Please give back an exact reproduction of the lines from the one with "box: [241, 295, 294, 311]" through the end of the entries below, and no others.

PROVIDED ENTRIES |

|---|

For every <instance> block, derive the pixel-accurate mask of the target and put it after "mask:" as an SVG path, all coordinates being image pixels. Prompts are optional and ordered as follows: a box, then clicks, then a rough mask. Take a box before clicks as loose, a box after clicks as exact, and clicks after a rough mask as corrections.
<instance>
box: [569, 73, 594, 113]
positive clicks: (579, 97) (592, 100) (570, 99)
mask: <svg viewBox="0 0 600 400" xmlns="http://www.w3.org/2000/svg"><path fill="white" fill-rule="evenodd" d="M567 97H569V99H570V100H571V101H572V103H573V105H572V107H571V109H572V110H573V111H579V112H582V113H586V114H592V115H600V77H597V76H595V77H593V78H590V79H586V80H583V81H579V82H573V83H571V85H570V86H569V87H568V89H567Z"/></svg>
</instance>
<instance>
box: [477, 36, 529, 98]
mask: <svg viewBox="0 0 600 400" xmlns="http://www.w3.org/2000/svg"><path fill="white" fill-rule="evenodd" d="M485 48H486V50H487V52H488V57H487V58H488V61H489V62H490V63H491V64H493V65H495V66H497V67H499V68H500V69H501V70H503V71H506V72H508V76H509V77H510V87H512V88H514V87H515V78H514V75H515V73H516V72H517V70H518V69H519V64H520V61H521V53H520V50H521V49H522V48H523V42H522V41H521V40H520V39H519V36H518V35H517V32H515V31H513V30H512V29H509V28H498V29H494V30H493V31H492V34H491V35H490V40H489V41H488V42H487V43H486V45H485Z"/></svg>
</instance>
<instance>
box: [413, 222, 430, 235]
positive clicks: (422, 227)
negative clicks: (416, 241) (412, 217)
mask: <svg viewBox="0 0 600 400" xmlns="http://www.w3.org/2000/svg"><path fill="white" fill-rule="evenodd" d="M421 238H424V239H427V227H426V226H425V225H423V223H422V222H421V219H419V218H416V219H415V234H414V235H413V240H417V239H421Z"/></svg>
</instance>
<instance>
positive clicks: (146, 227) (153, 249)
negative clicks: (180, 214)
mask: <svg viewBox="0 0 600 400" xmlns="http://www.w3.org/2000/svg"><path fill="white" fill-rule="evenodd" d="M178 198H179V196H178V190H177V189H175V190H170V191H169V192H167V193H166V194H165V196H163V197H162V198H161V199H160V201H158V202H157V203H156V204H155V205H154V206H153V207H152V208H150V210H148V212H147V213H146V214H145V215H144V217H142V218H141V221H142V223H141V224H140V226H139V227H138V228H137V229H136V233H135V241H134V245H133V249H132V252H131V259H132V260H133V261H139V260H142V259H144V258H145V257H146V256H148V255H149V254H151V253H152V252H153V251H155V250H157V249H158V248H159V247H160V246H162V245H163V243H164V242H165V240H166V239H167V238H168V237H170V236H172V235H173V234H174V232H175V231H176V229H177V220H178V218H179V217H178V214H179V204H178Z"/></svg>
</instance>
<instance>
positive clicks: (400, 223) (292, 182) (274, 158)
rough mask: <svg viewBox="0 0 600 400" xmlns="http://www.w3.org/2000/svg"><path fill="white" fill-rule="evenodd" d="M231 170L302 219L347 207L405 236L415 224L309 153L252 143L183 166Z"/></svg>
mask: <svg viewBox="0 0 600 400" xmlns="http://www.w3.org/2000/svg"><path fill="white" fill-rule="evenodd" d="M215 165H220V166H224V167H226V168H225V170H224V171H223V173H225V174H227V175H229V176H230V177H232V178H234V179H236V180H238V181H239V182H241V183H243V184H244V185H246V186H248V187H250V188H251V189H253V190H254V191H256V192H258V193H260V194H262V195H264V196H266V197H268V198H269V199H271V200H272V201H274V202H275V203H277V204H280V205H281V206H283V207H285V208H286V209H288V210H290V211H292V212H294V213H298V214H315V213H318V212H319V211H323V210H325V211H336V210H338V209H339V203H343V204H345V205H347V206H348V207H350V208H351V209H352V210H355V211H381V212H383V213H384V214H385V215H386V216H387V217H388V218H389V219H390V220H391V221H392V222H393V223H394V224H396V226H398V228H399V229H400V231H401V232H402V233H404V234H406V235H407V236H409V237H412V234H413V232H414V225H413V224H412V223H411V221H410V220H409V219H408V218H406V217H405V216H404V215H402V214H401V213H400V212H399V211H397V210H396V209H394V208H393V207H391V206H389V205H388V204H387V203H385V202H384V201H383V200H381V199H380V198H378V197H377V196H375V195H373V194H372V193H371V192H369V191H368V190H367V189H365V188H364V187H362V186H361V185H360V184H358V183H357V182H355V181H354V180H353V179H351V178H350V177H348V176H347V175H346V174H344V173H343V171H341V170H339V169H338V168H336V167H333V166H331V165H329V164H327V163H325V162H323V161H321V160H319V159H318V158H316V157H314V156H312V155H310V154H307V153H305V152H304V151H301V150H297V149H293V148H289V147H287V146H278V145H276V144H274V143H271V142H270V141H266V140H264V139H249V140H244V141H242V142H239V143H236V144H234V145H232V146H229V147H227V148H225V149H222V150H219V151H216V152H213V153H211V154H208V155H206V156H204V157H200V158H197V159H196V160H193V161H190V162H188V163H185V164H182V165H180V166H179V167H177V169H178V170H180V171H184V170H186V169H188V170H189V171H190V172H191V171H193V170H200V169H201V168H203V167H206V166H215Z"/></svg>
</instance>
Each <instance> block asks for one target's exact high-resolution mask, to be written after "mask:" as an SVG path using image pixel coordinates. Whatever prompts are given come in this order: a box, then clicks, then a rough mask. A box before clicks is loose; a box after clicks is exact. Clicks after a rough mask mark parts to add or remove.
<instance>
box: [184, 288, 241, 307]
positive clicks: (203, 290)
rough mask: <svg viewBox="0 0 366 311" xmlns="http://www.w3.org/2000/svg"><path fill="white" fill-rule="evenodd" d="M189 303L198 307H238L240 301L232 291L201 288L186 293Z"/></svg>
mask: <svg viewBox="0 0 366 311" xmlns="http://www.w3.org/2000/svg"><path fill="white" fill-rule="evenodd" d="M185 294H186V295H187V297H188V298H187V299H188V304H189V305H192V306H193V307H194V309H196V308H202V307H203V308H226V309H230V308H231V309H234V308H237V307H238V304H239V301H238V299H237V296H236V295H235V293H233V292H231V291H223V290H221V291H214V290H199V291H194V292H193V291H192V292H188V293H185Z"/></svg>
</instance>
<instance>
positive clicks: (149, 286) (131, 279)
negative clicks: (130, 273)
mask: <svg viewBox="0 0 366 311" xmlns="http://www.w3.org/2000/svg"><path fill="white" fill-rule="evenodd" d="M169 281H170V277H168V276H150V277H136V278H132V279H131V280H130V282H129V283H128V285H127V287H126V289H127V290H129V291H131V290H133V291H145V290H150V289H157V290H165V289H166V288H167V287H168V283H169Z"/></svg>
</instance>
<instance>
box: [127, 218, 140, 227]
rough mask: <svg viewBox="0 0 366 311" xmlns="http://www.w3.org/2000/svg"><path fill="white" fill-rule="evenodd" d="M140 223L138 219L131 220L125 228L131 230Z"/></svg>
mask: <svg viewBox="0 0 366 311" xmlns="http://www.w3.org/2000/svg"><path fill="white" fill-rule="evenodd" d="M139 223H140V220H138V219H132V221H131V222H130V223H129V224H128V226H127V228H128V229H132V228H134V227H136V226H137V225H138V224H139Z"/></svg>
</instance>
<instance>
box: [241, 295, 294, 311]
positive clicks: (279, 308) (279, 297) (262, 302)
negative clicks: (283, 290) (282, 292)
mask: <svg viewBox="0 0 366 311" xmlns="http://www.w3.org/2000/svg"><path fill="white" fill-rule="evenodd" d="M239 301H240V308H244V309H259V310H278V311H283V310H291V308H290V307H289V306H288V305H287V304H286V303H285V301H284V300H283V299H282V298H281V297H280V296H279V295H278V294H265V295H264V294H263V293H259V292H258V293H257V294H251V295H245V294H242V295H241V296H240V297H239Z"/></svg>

|---|

ANSWER AREA |
box: [241, 295, 294, 311]
positive clicks: (279, 308) (279, 297) (262, 302)
negative clicks: (283, 290) (282, 292)
mask: <svg viewBox="0 0 366 311" xmlns="http://www.w3.org/2000/svg"><path fill="white" fill-rule="evenodd" d="M239 301H240V308H244V309H259V310H278V311H283V310H291V308H290V307H289V306H288V305H287V304H286V303H285V301H284V300H283V299H282V298H281V297H280V296H279V295H278V294H265V295H264V294H263V293H259V292H258V293H257V294H251V295H245V294H242V295H241V296H240V297H239Z"/></svg>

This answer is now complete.